(Exercise text):
Both in 1967 and 1968, U.S. Rep. Fred B. Rooney lobbied the United States Post Office Department seeking for the Peace Candle to chosen for the official Christmas Stamp in the following year. However, it was rejected both years by the Citizens' Stamp Advisory Committee, which reviewed the proposals and narrowed the applications. In 1968, an image of the painting The Annunciation by Jan van Eyck was chosen rather than the Peace Candle. In October 1979, the Schaefferstown, Pennsylvania-based Michter's Distillery created whiskey decanters patterned after the Peace Candle. The idea was first posed by Mark Hammerstone of Palmer Township, a decanter collector who approached Schultz with the concept in 1978. Schultz brought the idea to the distillery, which chose to base their second annual Christmas decanter on the Peace Candle. They spent $3,500 to build a 12 in sculpture based on photos of the structure. The decanter, which holds 750 ml is off-white with red and yellow flames atop the candles and bunches of Christmas greens around the base. Six thousand decanters were produced and originally sold for a $49.50 retail price. They were shipped to collectors as far as Texas, California and England.

In 1990, the city released a china plate with the Peace Candle along with a Christmas tree, which was meant to symbolize the first tree in the nation, which was believed to have been erected in Easton in 1816. During the 2000 holiday season, the Easton Holiday Committee produced and sold commemorative plates marking the 50th anniversary of the Peace Candle, which included a painting of the structure by local artist Preston Hindmarch. They were sold for $32 along with ceramic ornaments of the Easton eatery Colonial Pizza, which sold for $22. Over the years, Christmas cards depicting the Peace Candle have continued to be used as a means of raising funds for the structure.

Records drawn from a dataset:
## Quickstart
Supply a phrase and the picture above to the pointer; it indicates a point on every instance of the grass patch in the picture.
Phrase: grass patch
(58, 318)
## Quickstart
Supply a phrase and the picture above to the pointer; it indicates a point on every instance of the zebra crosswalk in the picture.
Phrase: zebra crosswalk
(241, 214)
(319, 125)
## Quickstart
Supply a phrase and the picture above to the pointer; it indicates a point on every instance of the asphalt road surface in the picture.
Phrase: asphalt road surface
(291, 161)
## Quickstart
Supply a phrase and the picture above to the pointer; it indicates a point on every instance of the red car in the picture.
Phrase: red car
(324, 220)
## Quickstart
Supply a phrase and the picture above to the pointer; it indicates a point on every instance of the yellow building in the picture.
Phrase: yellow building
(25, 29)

(Task item A): Translate this sentence from the Peace Candle text into Spanish: "Six thousand decanters were produced and originally sold for a $49.50 retail price."
(Task item B): Carry on with the Peace Candle text, picking up after its final sentence.

(Task answer A): Se produjeron seis mil licoreras, que originalmente se vendieron a un precio de venta al público de 49,50 dólares.

(Task answer B):
==Criticism==
Ever since the Peace Candle was first erected, some Easton residents have been critical of the structure, arguing it is a tacky symbol of the over-commercialization of Christmas and not a tasteful way to convey a message of peace. Many have condemned the fact that the Peace Candle covers the Soldiers' & Sailors' Monument, which proponents see as a sign of disrespect toward veterans. Critics have also argued the candle is too expensive to maintain each year, and some have claimed the phallic shape of the symbol is inappropriate. In 1982, a petition was signed by 90 people and submitted to the Easton City Council seeking to discontinue the Peace Candle tradition, calling it a "garish symbol of inner-city decadence". The group wanted to replace it with a decorative display of evergreen tree, in honor of Easton's claim to be the first city in the United States to observe that German custom. The city rejected the petition after conducting a survey of public opinion, which polled 29 city residents in favor of the Peace Candle and four against it.